--- INPUT DATA Enclosed Below ---
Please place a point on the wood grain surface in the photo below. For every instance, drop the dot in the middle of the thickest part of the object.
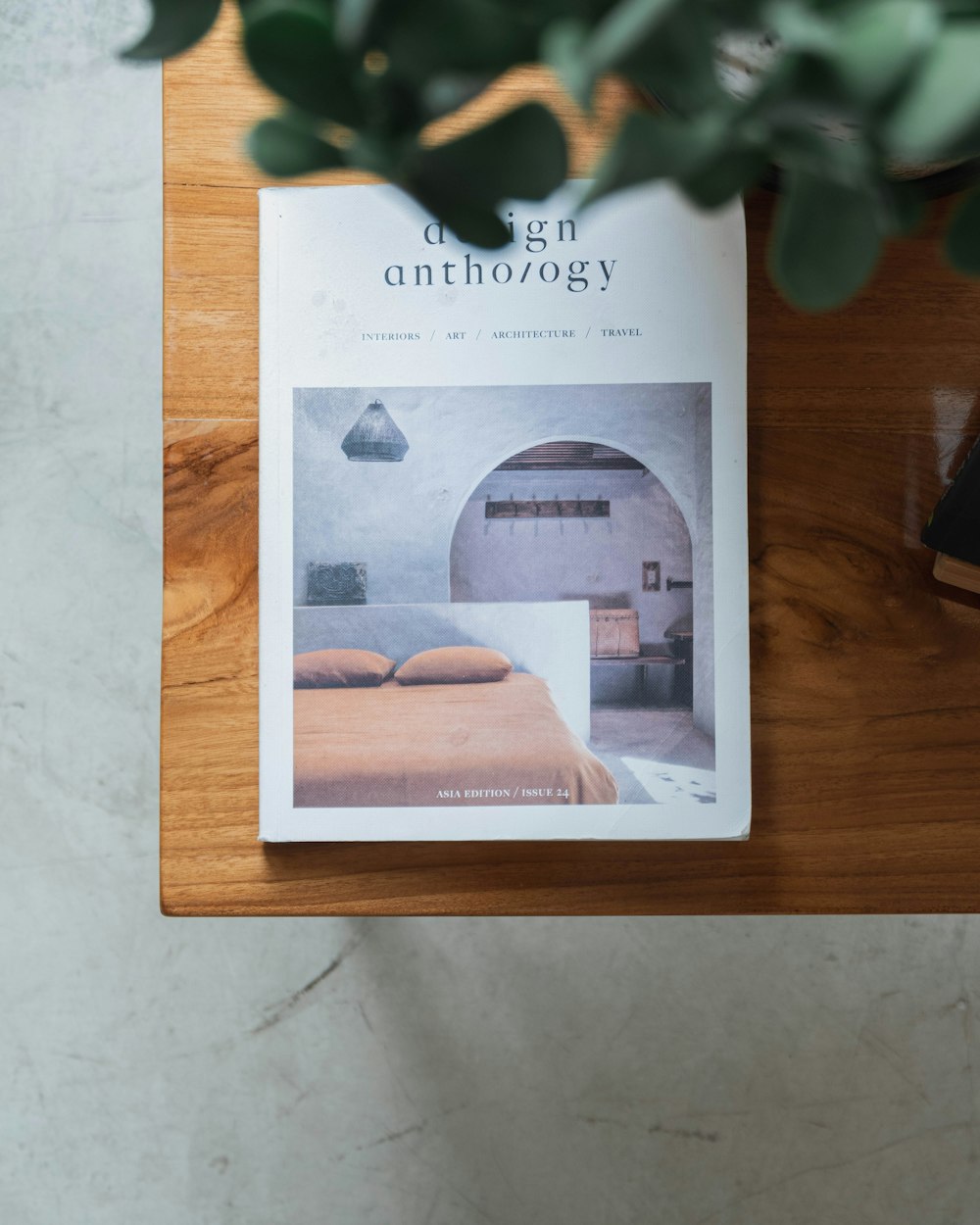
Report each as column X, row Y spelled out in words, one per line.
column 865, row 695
--- End of Enclosed INPUT DATA ---
--- INPUT DATA Enclosed Below ---
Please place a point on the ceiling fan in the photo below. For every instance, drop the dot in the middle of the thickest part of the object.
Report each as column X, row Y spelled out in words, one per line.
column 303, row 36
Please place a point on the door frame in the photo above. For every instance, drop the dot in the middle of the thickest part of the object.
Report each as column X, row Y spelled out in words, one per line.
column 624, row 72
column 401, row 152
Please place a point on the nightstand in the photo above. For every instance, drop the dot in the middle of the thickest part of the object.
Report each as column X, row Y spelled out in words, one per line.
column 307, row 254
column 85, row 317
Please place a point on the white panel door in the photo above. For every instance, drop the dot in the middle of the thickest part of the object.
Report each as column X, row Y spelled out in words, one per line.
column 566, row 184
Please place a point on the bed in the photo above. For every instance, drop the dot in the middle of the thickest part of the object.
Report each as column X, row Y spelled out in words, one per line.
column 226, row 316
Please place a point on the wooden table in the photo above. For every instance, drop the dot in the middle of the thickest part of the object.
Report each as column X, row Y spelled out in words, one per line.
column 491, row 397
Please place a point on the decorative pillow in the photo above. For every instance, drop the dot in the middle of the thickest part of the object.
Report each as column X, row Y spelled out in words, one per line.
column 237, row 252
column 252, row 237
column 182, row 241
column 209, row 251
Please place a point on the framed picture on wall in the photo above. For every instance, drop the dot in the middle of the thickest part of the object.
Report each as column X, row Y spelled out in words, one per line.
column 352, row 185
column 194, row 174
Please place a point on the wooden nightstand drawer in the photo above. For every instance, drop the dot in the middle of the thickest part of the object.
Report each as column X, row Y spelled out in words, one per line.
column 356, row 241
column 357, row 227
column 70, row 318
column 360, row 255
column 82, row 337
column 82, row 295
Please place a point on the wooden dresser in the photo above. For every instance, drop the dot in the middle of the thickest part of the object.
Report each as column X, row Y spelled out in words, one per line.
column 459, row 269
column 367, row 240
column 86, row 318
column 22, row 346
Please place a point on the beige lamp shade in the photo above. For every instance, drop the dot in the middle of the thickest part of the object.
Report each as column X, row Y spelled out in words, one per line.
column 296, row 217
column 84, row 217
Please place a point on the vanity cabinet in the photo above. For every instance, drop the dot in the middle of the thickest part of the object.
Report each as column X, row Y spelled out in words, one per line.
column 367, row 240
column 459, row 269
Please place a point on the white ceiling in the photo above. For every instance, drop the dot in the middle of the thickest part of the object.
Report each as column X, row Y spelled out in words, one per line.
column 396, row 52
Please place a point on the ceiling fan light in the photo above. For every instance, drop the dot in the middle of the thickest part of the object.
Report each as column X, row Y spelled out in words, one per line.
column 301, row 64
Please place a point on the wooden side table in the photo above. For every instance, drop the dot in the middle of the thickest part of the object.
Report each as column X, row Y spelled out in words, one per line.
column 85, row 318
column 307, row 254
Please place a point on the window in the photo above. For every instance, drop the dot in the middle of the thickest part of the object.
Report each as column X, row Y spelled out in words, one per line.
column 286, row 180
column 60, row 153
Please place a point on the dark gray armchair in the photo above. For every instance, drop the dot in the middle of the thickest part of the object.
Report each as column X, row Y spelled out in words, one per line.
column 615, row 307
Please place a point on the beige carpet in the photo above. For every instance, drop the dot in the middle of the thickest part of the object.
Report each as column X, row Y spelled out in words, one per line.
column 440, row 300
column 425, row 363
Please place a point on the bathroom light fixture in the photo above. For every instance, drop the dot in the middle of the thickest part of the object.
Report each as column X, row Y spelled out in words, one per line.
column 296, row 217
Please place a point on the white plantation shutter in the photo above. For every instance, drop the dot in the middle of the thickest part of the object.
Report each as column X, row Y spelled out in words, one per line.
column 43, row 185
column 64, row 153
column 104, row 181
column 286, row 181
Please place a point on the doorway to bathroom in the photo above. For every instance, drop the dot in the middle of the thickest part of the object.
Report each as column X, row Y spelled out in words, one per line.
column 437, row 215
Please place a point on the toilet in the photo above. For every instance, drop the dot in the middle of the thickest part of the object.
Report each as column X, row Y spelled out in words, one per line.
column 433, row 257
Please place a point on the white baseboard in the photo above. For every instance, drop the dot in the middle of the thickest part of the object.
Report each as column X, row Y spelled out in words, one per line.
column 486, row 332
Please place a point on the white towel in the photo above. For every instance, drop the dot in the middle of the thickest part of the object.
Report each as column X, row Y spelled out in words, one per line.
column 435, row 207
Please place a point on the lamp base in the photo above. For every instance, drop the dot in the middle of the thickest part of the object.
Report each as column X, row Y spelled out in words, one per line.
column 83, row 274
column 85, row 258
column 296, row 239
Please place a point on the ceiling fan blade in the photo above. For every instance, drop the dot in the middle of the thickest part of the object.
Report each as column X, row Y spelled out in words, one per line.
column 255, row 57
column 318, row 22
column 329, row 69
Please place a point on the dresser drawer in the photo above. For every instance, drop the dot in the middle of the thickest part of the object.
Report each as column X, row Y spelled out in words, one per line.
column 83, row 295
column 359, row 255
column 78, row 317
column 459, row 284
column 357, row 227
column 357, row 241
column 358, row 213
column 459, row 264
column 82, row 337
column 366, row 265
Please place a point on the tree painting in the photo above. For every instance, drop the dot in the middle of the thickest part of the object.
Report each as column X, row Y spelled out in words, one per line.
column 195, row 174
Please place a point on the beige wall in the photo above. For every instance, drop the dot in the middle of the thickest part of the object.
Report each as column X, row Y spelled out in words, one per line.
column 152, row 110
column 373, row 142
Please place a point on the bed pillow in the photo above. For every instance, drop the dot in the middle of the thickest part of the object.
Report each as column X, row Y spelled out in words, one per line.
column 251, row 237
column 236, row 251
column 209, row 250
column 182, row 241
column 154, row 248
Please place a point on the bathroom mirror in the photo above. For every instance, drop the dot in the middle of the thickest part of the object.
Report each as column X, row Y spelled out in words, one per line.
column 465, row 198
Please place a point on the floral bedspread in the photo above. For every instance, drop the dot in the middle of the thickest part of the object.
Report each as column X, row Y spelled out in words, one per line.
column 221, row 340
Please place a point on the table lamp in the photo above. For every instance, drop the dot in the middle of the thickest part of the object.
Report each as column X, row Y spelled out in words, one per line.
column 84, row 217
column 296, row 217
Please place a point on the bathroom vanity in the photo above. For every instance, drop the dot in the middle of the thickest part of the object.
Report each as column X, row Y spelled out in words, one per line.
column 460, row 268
--- End of Enclosed INPUT DATA ---
• [TASK BRIEF] Take from the material above the lines running from the one with "Please place a point on the wooden nightstand" through the one with "Please place a point on the wooden dresser", and repeat them exactly, with nothing else.

• [ANSWER TO THIS TASK]
Please place a point on the wooden nightstand drawer in the photo above. For every instance, drop the dot in the middle of the thickest part of the object.
Report each as column X, row Y spelled out in words, one per line.
column 356, row 241
column 357, row 227
column 70, row 318
column 360, row 255
column 82, row 337
column 82, row 295
Please place a point on the wooden dresser in the photo above. For every instance, drop the dot in the middle of the thickest part of the object.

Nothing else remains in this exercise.